• PROVIDED DATA:
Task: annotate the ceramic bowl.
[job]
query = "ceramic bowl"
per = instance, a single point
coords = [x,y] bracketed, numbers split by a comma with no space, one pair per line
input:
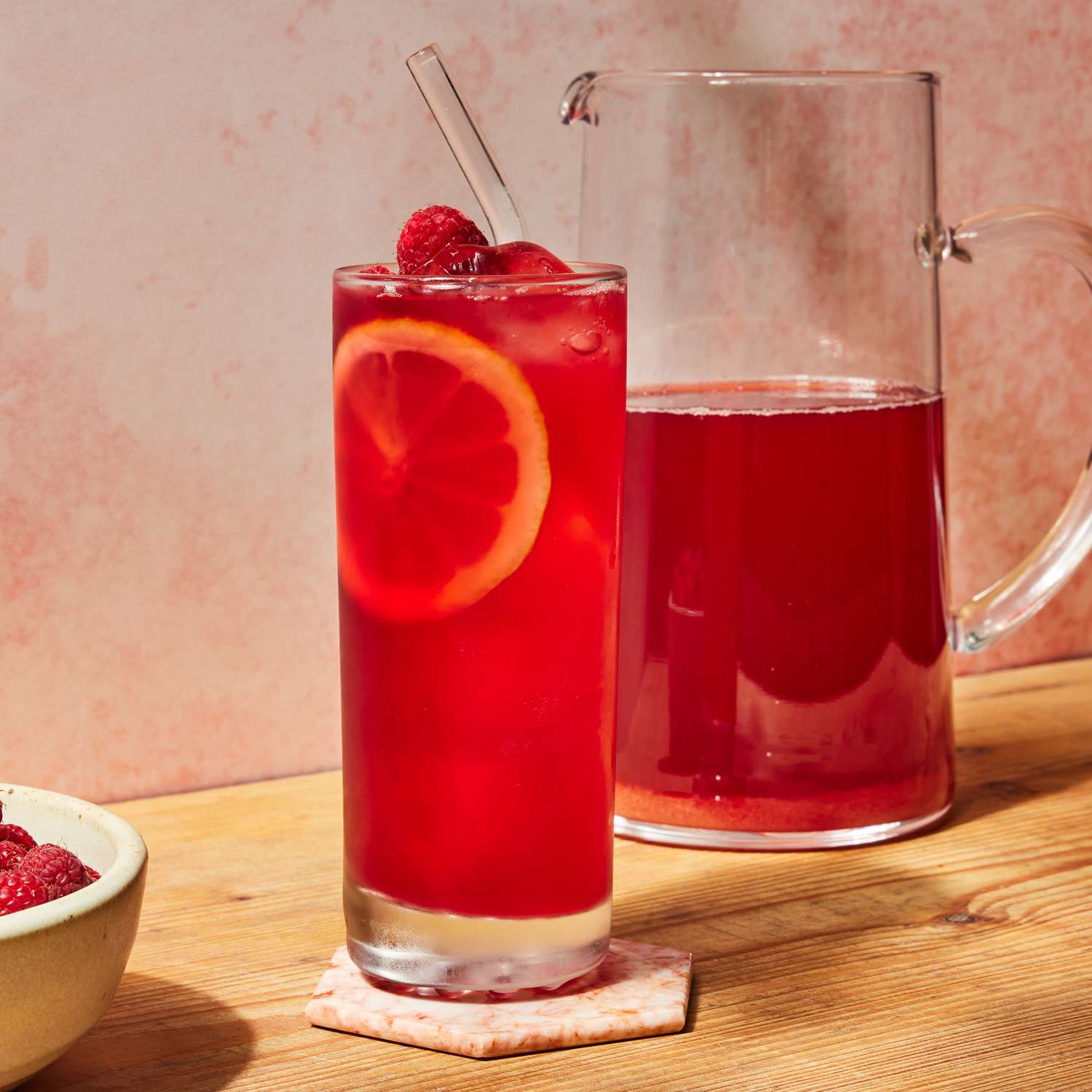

• TO DO:
Show every line above in which the word "bowl" is found.

• OUTPUT:
Task: annotate the ceramic bowl.
query = "ceramic bowl"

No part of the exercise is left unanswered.